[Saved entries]
——————————
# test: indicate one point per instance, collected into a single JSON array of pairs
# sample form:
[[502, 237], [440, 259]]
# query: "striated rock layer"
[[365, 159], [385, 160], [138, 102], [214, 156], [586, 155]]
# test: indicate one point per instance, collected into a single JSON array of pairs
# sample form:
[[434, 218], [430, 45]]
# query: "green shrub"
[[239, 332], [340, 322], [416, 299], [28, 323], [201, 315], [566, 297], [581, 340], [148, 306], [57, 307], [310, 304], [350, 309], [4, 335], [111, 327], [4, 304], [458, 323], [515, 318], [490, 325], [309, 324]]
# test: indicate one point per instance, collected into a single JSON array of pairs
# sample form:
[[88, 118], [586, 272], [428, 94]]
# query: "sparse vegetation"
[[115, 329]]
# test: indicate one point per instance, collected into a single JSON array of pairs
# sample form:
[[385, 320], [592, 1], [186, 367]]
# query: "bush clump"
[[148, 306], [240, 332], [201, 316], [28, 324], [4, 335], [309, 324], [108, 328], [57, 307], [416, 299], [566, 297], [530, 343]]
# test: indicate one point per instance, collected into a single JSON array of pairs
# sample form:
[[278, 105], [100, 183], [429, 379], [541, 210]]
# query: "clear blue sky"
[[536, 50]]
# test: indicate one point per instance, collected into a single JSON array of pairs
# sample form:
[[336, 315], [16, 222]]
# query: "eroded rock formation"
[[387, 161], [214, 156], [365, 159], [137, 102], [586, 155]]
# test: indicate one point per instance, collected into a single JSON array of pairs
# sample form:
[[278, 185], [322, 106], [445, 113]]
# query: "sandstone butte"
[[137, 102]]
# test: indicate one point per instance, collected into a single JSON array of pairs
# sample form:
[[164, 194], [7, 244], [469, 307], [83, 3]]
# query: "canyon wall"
——————————
Each line in the data is to be written out precisely.

◆ OUTPUT:
# test: indicate one point per instance, collected into a single JSON array of pairs
# sample form:
[[502, 237], [440, 259]]
# query: "striated rock layer"
[[365, 159], [385, 160], [138, 102], [214, 156], [586, 155]]
# test: indicate one point per instance, collected into a single JSON array of pairs
# sample form:
[[434, 218], [430, 45]]
# query: "green shrub"
[[239, 332], [340, 322], [416, 299], [28, 323], [201, 315], [566, 297], [581, 340], [148, 306], [57, 307], [310, 304], [350, 309], [4, 335], [111, 327], [4, 304], [458, 323], [515, 318], [490, 325], [309, 324]]
# test: indicate one point per instance, collected into a single JSON array of pairs
# sample form:
[[88, 118], [586, 272], [428, 94]]
# query: "sparse vegetation"
[[115, 329]]
# test: indicate one point per instance, collected into a single JSON array of pairs
# sample form:
[[385, 320], [592, 1], [186, 367]]
# query: "bush clump"
[[148, 306], [240, 332], [201, 316], [28, 324], [4, 335], [309, 324], [108, 328], [57, 307], [416, 299], [566, 297], [530, 343]]
# test: indicate one point per instance, collected into a single JSON array of pairs
# sample form:
[[278, 105], [100, 183], [429, 379], [541, 210]]
# query: "clear blue sky"
[[536, 50]]
# test: indicate one point per instance, collected into a single JSON array of pairs
# sample form:
[[336, 315], [16, 222]]
# query: "eroded rock formation"
[[387, 161], [214, 156], [365, 159], [137, 102], [586, 155]]
# test: indicate one point per instance, collected into a single JSON array of pairs
# sample form:
[[278, 185], [322, 106], [445, 113]]
# query: "sandstone butte"
[[137, 102]]
# test: indicate one point per instance, collected into a single JSON array of pairs
# sample form:
[[164, 194], [7, 244], [469, 307], [83, 3]]
# query: "canyon wall"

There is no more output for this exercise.